-- Passage to read start --

As I recently posted on (the now terminal) G+, I’ve been toying with a new campaign idea–unfortunately one among many that I’ll likely never have the opportunity to run–based upon the Ray Harryhausen Sinbad films of the 50s-70s with a dash of Borges, Jack Vance, and Hill Cantons thrown in for taste that I’m calling The Sea Beyond Beyond. But a necessary element for getting this right would involve mapping not only the Sea itself but the prevailing winds and currents the PCs would follow in their exploration. Before we get into that, though, here’s the campaign concept itself writ-general:
The PCs in this campaign would hail from a campy, quasi-historical Earth where there’s opportunity to play psionic-powered Greek mesmerists, Arabian seafarers and genie-binders of the Islamic Golden Age, sorcerers and assassins of Khmer, gold and ivory-adorned warrior-princes out of the Horn of Africa, Tibetan warrior-monks, and priests of the Middle Kingdoms of India. Together, they would embark upon a journey to explore a mythical otherworld known as the Sea Beyond Beyond, a kind of hyper-Seven Seas setting that may only be reached by following the fabled Saffron-scented Winds.
Part of the campaign would involve managing the morale of the crew, seeing to the ship’s needs, and possibly forming trade routes, establishing outposts, and other domain-level play as the PCs see fit, but the primary thrust of the action would entail exploration of the lost isles and fabled kingdoms scattered throughout this strange ocean-dimension. In fact, the Sea Beyond Beyond would be a nonorientable manifold, like a real projective plane but simplified like all hyper-dimensional game-spaces like all the fabled attempts at tesseract dungeons you’ll find online. What this means is that sailing across the “edges” of the Sea Beyond Beyond would bring the PCs’ ship back around to the other side of the map except now everything would be reversed as in a mirror. (The details for all of this are unimportant for this post.

-- Passage to read end --

▶ **What to do**
1. In the campaign post, what must be followed to reach the Sea Beyond Beyond?
2. Translate this sentence from the campaign post into Spanish: "What this means is that sailing across the “edges” of the Sea Beyond Beyond would bring the PCs’ ship back around to the other side of the map except now everything would be reversed as in a mirror."
3. Write the next part of the post about the Sea Beyond Beyond campaign, picking up after its final sentence.

-- Provided data start --

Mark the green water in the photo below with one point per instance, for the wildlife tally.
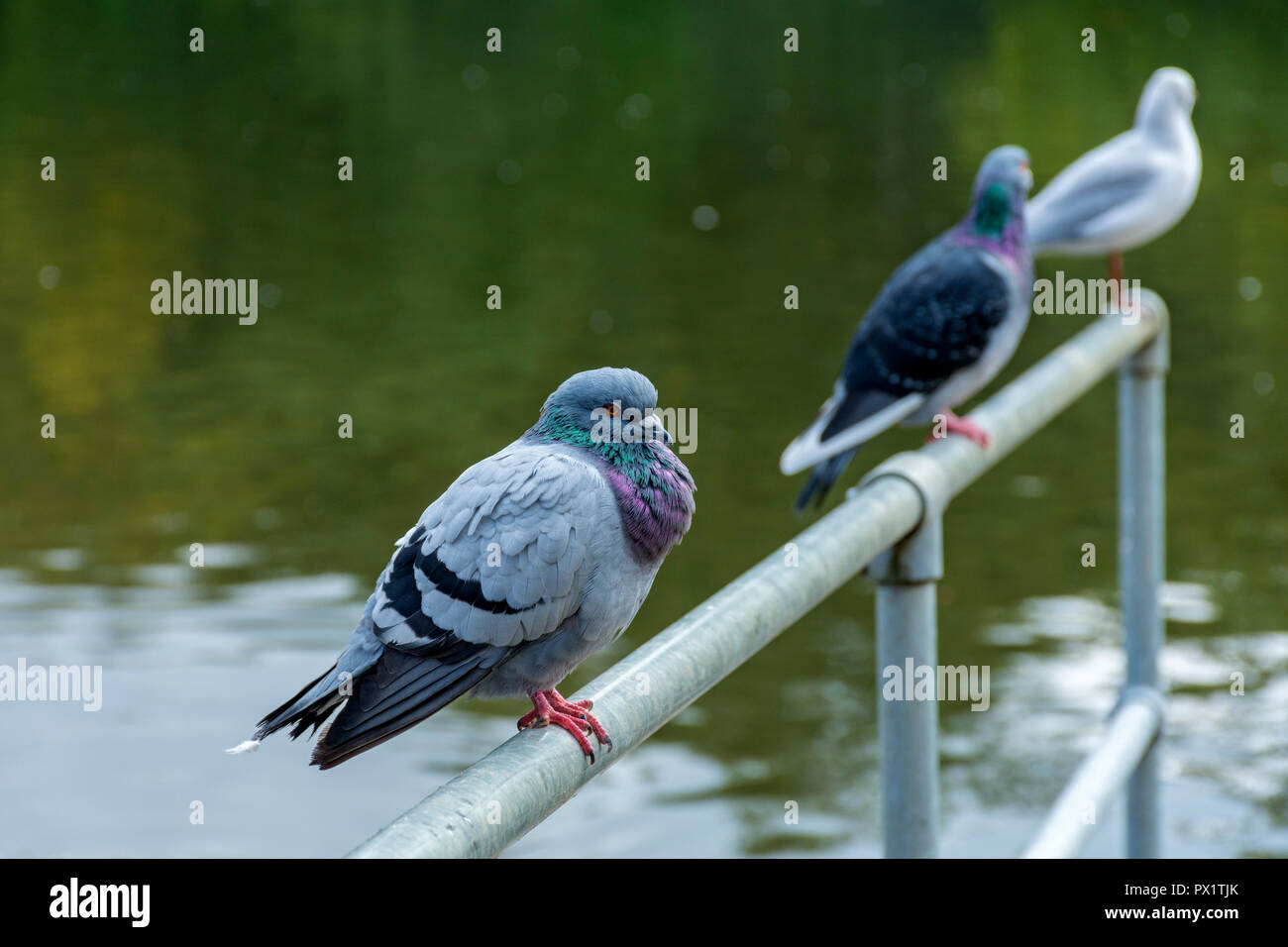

-- Provided data end --

▶ **Per-task outputs**
1. The fabled Saffron-scented Winds.

2. Esto significa que navegar a través de los «bordes» del Sea Beyond Beyond llevaría el barco de los PJ de vuelta al otro lado del mapa, solo que ahora todo estaría invertido como en un espejo.

3.
The exploration phase of this campaign would run along a point-crawl where the winds/currents would serve as the “connectors” between islands and other, more exotic areas. Once the PCs’ ship arrives on an island, they would be able to explore these areas as bounded sandboxes where they may find jungles of black plantlife haunted by transparent tigers, the aforementioned hypercube dungeon, a neon, onion-domed palace that appears only at night, robot-ruled ruins of cities of jade, etc. The possibilities are endless, of course, and I’d like to generate them using the Yoon-Suin random campaign construction method so that every voyage/campaign into the Sea Beyond Beyond would be a novel experience.
Now that that’s out of the way, let’s get to the point here: How do you map the winds?
A lazy Google search of “nautical wind maps,” which is about as technical as my lack of nautical experience allows, gives me results like this:
While impressive, and I imagine very technical and useful for sailors, staring at this gives me the same anxiety-fueled disgust I felt in Calculus classes in high school. Realism is definitely antithetical, in my mind, to running a fun game. I am too lazy to be a simulationist. So where to turn?
Fortunately, however, reaching back into my teenage years, which were spent cloistered up with that overly wrought work of wonder from AD&D 2nd Ed. titled the World Builder’s Guidebook, I think I’ve found a middle-ground.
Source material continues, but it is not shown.